**Page text**
One of my brick walls for the last decade or so has been finding the maiden name of Margaret, my 4th-great-grandmother on my paternal grandmother's side. She was the wife of George Waechter, and was an immigrant from Germany, Prussia, or France (depending on the record you're looking at).
Just under three years ago, while researching my Beilstein side (the family George and Margaret's daughter Amelia married into), I found that George and Margaret had a daughter named Annie Clara Waechter who did a very remarkable thing - despite being born just 10 years after the end of the Civil War, she lived until 1967. In addition to having lived from the age of the telegraph and steam engine until the days of the space race and color television, she also did something that makes her one of my genealogical heroines - she filled out a Form SS-5 and applied for a Social Security Number. This is a fantastic thing because, unlike death certificates, which are usually completed by surviving spouses or children, the SS-5 was filled out by the applicant themselves. This means that the information on her parents' names, including the mother's maiden name, came directly from her. While this still leaves room for error (as it's not coming from her mother herself), this is about as close to the original source as I've been able find. So I filled out my FOIA request and included the requisite check of $27 (thank you SSA), and waited for a response.
After only six months, my check was finally cashed. So I waited a bit longer.
I went in and out of remembering that this request was still out there somewhere, and hoped against hope that the record might someday come. I tried looking up numbers to call or addresses to write to, but each time I made contact I was told to wait for them to get back to me. Which they never did.
So eventually I got busy with other things like having a third child, going back to school, and job hunting, and my quest for Margaret's maiden name got pushed aside. Until this past January when a blog post from The Legal Genealogist Judy Russell came along. She went over what you can expect to find in the SS-5 and gave some tips on how to obtain it.

**Data for analysis**
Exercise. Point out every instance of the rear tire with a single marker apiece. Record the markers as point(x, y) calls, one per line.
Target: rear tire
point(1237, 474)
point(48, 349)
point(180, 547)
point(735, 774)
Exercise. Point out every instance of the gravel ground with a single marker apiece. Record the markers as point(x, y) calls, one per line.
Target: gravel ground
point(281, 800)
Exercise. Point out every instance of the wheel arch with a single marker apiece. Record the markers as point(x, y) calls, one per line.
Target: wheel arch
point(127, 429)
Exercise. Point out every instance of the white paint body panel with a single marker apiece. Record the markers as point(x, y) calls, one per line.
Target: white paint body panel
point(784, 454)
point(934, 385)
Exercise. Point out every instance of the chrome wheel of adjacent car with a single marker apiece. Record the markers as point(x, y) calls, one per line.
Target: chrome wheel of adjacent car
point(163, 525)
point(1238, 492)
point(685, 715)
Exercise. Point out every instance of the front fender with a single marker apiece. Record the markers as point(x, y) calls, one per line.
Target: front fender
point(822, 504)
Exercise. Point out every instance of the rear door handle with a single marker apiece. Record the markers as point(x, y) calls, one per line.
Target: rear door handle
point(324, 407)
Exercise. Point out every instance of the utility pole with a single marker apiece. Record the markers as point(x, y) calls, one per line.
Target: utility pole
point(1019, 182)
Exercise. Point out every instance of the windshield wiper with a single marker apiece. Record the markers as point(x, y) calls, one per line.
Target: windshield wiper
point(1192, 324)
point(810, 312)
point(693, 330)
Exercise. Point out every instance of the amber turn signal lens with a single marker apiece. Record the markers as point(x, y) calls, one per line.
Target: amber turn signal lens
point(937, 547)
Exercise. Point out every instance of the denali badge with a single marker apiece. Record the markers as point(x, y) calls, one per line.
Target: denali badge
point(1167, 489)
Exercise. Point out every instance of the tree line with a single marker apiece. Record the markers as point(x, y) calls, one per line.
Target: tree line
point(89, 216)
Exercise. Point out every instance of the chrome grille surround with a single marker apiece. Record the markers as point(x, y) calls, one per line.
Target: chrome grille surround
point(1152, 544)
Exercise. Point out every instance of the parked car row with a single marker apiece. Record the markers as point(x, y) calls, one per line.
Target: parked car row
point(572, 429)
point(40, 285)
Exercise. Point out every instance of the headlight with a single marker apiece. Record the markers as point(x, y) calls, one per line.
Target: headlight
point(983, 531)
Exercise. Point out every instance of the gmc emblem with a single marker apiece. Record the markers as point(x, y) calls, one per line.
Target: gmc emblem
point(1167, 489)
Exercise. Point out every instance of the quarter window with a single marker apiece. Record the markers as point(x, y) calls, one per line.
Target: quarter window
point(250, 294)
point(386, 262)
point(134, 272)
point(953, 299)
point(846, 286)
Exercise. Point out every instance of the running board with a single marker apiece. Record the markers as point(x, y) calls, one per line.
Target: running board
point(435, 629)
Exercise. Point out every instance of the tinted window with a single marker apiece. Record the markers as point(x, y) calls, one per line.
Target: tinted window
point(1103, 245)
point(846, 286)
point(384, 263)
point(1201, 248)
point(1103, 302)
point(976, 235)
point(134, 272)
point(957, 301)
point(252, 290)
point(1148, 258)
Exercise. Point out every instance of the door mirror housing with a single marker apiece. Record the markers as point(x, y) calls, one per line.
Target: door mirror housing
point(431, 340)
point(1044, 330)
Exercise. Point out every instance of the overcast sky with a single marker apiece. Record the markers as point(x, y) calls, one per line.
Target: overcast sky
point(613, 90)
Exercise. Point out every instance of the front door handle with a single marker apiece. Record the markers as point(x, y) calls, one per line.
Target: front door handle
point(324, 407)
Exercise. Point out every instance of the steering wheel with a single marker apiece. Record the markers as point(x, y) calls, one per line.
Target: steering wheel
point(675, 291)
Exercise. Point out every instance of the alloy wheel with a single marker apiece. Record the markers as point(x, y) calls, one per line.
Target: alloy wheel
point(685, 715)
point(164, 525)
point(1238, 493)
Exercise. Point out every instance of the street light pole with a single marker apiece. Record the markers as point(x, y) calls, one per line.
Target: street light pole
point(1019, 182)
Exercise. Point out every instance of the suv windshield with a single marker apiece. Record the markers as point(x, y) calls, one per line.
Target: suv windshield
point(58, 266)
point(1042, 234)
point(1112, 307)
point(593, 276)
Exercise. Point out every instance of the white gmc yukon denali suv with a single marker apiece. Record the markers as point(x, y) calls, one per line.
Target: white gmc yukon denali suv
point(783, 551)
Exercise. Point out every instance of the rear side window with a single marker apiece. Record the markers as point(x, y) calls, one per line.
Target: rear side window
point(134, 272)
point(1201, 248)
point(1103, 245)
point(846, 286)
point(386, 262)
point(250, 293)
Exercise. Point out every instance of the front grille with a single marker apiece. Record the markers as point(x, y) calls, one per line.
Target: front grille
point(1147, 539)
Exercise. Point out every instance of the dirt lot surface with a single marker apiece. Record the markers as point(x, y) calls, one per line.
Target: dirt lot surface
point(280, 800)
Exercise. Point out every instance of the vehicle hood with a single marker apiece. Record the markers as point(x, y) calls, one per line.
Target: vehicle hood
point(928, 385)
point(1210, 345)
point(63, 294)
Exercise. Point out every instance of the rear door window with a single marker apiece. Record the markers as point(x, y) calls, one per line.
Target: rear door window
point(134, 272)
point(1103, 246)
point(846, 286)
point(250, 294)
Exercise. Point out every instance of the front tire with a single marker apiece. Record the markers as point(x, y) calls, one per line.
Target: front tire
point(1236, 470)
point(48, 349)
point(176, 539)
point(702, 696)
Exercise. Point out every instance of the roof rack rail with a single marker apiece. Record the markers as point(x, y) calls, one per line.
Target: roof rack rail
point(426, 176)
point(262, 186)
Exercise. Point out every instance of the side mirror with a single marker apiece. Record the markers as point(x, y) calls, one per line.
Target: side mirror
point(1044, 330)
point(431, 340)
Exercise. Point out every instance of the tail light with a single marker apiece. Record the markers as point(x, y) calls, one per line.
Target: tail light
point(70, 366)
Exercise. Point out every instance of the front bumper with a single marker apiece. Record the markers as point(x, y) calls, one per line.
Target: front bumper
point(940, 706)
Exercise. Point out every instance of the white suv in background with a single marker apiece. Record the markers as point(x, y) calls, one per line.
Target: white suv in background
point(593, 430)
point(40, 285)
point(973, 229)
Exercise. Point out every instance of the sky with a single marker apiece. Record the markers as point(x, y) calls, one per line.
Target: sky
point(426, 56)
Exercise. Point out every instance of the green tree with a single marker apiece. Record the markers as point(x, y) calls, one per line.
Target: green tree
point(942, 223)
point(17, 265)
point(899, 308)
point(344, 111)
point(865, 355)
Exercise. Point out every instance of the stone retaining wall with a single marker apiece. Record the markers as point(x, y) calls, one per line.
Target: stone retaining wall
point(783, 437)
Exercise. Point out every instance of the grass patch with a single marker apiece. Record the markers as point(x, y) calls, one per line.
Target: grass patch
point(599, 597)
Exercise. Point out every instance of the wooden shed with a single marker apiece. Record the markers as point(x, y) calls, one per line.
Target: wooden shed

**Work task 1**
Name every person mentioned by name in the genealogy post.
**Work task 2**
What amount did the writer of the genealogy post send with the FOIA request?
**Work task 3**
Pick up the genealogy post after its last sentence and continue writing it.
None of the rows are needed for this work.

**Exercise output 1**
Margaret, George Waechter, Amelia, Annie Clara Waechter, Judy Russell

**Exercise output 2**
A check for $27.

**Exercise output 3**
I decided to ask Judy on Google+ if there wasn't something I could do to finally get my hands on that SS-5 without forking over another $27. She recommended I contact the public affairs office of my area's representative (senators are over too big an area, and the request might get lost) and have them lean on the SSA a little, which might get my request fulfilled. So I looked him up and did so. Within a couple hours I got a privacy release form, basically saying "tell us who you are, what you're looking for, and give us permission to go look for it for you". I was told that his office would be in touch with me in 30 days or less. So I set my calendar and started watching the mailbox.
Then yesterday, a miracle happened - the SS-5 arrived! I was almost too excited to open it, afraid that somehow that maiden name wouldn't be there. But it was!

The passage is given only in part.